*** Entries provided

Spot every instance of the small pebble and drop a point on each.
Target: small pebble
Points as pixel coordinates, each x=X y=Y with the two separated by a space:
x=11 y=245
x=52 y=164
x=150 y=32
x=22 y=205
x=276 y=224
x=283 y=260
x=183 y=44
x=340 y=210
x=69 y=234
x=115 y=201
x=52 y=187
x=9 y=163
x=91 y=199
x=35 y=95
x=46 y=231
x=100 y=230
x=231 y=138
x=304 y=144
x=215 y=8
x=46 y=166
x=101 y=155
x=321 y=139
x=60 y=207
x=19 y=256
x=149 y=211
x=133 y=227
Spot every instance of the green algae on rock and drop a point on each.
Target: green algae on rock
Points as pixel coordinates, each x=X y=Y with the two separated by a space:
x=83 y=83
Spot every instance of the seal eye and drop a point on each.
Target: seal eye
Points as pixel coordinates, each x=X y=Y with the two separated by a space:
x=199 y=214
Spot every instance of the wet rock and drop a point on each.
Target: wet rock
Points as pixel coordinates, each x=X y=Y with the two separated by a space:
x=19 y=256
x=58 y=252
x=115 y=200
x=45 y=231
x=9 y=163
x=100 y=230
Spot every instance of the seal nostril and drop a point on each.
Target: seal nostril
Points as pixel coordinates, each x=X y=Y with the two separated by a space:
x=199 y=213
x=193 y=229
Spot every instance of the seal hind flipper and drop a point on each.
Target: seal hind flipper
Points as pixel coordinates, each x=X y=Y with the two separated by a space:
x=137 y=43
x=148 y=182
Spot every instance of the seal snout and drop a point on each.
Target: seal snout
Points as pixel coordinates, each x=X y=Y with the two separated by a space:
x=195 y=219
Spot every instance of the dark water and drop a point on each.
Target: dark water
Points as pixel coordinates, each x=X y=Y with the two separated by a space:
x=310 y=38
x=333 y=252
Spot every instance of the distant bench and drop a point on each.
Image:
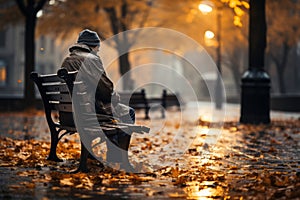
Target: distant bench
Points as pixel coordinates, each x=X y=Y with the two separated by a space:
x=57 y=98
x=169 y=100
x=136 y=100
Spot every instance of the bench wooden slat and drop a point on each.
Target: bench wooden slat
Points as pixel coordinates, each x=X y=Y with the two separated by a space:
x=55 y=92
x=49 y=78
x=63 y=98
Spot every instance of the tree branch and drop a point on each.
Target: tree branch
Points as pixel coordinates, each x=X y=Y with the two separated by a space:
x=39 y=5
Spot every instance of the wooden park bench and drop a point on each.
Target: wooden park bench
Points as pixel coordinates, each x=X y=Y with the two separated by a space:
x=136 y=100
x=56 y=93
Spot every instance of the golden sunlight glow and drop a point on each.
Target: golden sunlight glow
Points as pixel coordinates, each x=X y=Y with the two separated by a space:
x=238 y=11
x=209 y=34
x=237 y=21
x=246 y=4
x=39 y=14
x=205 y=8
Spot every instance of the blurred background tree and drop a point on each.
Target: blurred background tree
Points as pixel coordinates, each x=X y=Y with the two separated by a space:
x=65 y=18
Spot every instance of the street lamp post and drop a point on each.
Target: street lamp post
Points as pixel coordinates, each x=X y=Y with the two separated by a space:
x=207 y=7
x=255 y=96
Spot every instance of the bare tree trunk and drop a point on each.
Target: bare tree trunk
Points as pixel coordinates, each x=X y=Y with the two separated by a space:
x=29 y=11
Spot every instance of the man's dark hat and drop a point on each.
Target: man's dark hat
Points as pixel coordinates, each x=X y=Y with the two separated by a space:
x=89 y=38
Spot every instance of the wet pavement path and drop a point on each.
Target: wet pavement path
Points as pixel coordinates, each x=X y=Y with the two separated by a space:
x=235 y=162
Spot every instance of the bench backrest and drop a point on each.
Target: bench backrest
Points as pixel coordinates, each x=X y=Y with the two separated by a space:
x=56 y=97
x=134 y=98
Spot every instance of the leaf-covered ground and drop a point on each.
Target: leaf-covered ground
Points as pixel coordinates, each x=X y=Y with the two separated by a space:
x=238 y=162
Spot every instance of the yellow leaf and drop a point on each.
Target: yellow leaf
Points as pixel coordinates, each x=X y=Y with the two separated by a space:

******

Your objective: Without the pictures, return all the records precisely as they stand.

Completed exercise:
Spot every instance of the small pebble and drop a point on each.
Target: small pebble
Points as pixel coordinates, each x=X y=Y with the two separated by a space:
x=11 y=245
x=52 y=164
x=150 y=32
x=22 y=205
x=276 y=224
x=283 y=260
x=183 y=44
x=340 y=210
x=69 y=234
x=115 y=201
x=52 y=187
x=9 y=163
x=91 y=199
x=35 y=95
x=46 y=231
x=100 y=230
x=231 y=138
x=304 y=144
x=215 y=8
x=46 y=166
x=101 y=155
x=321 y=139
x=60 y=207
x=19 y=256
x=149 y=211
x=133 y=227
Spot every instance of the green algae on rock and drop a point on each.
Target: green algae on rock
Points as pixel coordinates, each x=X y=Y with the two separated by a space:
x=83 y=83
Spot every instance of the seal eye and drop a point on each.
Target: seal eye
Points as pixel coordinates, each x=X y=Y with the two separated by a space:
x=199 y=214
Spot every instance of the wet rock and drop a point on each.
Target: wet rock
Points as pixel coordinates, each x=X y=Y with the two separated by a space:
x=19 y=256
x=58 y=252
x=115 y=200
x=45 y=231
x=9 y=163
x=100 y=230
Spot every instance of the seal nostril and drop a point on each.
Target: seal nostril
Points as pixel coordinates, each x=X y=Y with the two separated by a space:
x=199 y=213
x=193 y=229
Spot every instance of the seal hind flipper and drop a point on each.
Target: seal hind flipper
Points as pixel coordinates, each x=X y=Y with the two separated by a space:
x=137 y=43
x=148 y=182
Spot every instance of the seal snout and drop a point on each.
Target: seal snout
Points as pixel coordinates, each x=X y=Y with the two separated by a space:
x=195 y=219
Spot every instance of the dark water and drop a point on each.
Target: dark water
Points as pixel coordinates, each x=X y=Y with the two separated by a space:
x=310 y=38
x=333 y=252
Spot every instance of the distant bench and drop a point on each.
Image:
Target: distant bench
Points as pixel coordinates, each x=X y=Y with the two separated by a space:
x=57 y=98
x=169 y=100
x=136 y=100
Spot every instance of the bench wooden slat and drop a point on each.
Target: bench wooden slat
Points as pixel coordinates, each x=X y=Y with the two separated by a space:
x=55 y=92
x=49 y=78
x=63 y=98
Spot every instance of the tree branch and drop a point on each.
Target: tree branch
Points as pixel coordinates, each x=X y=Y with the two separated by a space:
x=39 y=5
Spot every instance of the wooden park bench and drop a point on each.
Target: wooden park bench
Points as pixel coordinates, each x=X y=Y with the two separated by a space:
x=136 y=100
x=56 y=93
Spot every instance of the golden sunlight glow and drop a point on each.
Target: golden sunlight glow
Points as pixel coordinates, each x=X y=Y with the two separated by a space:
x=238 y=11
x=209 y=34
x=237 y=21
x=246 y=4
x=39 y=14
x=205 y=8
Spot every instance of the blurred background tree and drop a point on each.
Target: blurred background tree
Points as pixel coordinates, each x=X y=Y with the two separated by a space:
x=65 y=18
Spot every instance of the street lamp post and drop a point on each.
Target: street lamp post
Points as pixel coordinates, each x=X y=Y with the two separated by a space:
x=207 y=7
x=255 y=96
Spot every instance of the bare tree trunk and drop a point on each.
Target: bare tree trunk
Points as pixel coordinates, each x=X y=Y with the two separated by a space:
x=29 y=11
Spot every instance of the man's dark hat and drop a point on each.
Target: man's dark hat
Points as pixel coordinates, each x=X y=Y with the two separated by a space:
x=89 y=38
Spot every instance of the wet pavement path and drop a point on each.
Target: wet pavement path
Points as pixel coordinates, each x=X y=Y with the two separated by a space:
x=235 y=162
Spot every instance of the bench backrest and drop a point on each.
Target: bench backrest
Points as pixel coordinates, each x=X y=Y with the two separated by a space:
x=56 y=97
x=134 y=98
Spot every instance of the leaf-covered ground and drop a point on each.
Target: leaf-covered ground
Points as pixel coordinates, each x=X y=Y with the two separated by a space:
x=238 y=162
Spot every instance of the yellow leaf and drop a point on each.
Target: yellow leaf
Points as pixel coordinates, each x=X y=Y with the two separated by a space:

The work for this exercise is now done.